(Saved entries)
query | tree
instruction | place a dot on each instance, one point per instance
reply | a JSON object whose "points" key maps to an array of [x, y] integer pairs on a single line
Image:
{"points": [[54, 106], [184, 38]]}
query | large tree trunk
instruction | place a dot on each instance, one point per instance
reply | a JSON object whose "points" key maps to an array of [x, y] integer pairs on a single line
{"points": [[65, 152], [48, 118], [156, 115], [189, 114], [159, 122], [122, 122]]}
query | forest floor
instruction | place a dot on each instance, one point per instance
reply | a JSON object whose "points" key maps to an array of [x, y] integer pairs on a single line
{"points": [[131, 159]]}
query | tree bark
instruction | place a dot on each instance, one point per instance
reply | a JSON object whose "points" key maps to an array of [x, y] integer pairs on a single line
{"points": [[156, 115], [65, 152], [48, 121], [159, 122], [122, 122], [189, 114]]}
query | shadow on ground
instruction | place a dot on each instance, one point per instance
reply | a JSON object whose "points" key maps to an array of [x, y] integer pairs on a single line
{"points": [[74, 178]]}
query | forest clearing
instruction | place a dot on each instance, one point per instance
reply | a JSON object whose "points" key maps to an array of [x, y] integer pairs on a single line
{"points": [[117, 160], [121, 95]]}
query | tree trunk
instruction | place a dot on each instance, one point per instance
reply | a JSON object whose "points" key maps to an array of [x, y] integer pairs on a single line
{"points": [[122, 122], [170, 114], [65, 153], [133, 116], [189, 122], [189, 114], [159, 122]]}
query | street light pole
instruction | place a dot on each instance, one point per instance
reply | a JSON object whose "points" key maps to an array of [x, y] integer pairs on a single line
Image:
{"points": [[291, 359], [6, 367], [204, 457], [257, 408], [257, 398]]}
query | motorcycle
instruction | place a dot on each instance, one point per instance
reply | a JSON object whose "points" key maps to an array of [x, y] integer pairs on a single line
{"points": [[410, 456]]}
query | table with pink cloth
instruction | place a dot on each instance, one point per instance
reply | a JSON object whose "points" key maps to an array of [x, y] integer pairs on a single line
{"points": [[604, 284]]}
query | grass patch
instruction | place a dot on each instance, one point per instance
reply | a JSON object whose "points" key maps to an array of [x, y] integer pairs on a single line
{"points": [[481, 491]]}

Try it ->
When you reach this point, go back and write out each record above exactly.

Answer to this problem ->
query | tree
instruction | place a dot on each instance, one point per instance
reply | a JSON object whose "points" key maps to an array of [x, y] integer pairs on a single line
Image:
{"points": [[54, 106], [184, 38]]}
query | large tree trunk
instruction | place a dot on each instance, one point per instance
reply | a JSON object whose "points" key maps to an array of [x, y] integer pairs on a single line
{"points": [[65, 152], [48, 118], [156, 115], [189, 114], [159, 122], [122, 122]]}
query | forest floor
instruction | place a dot on each instance, one point per instance
reply | a JSON object whose "points" key maps to an array of [x, y] integer pairs on a single line
{"points": [[131, 159]]}
query | tree bark
instruction | place a dot on each instance, one point per instance
reply | a JSON object whose "points" key maps to an array of [x, y] integer pairs on a single line
{"points": [[156, 115], [65, 152], [48, 121], [159, 122], [122, 122], [189, 114]]}
query | shadow on ground
instruction | place a dot on each instance, one point per instance
reply | a JSON object whose "points" key maps to an array of [x, y] integer pairs on a single line
{"points": [[74, 178]]}
query | forest clearing
instruction | place a dot on each instance, one point per instance
reply | a JSON object whose "points" key maps to an array of [x, y] integer pairs on a single line
{"points": [[117, 160], [121, 95]]}
query | tree trunk
instruction | place a dot on each instance, one point per instance
reply | a JSON object whose "points" key maps to an array of [x, y] integer pairs on a single line
{"points": [[122, 122], [170, 114], [65, 153], [133, 116], [189, 122], [189, 114], [159, 122]]}
query | street light pole
instruction | place a dot on each instance, one point per instance
reply | a JSON object whose "points" key maps to an array of [x, y] integer pairs on a single line
Image:
{"points": [[291, 359], [6, 367], [204, 457], [257, 408], [257, 398]]}
query | motorcycle
instruction | place a dot on each instance, one point per instance
reply | a JSON object whose "points" key maps to an array of [x, y] integer pairs on a single line
{"points": [[410, 456]]}
query | table with pink cloth
instruction | place a dot on each instance, one point per instance
reply | a JSON object whose "points" key maps to an array of [x, y] integer pairs on a single line
{"points": [[604, 284]]}
query | grass patch
instruction | place a dot on each instance, one point per instance
reply | a JSON object whose "points" key maps to an array of [x, y] integer pairs on a single line
{"points": [[481, 491]]}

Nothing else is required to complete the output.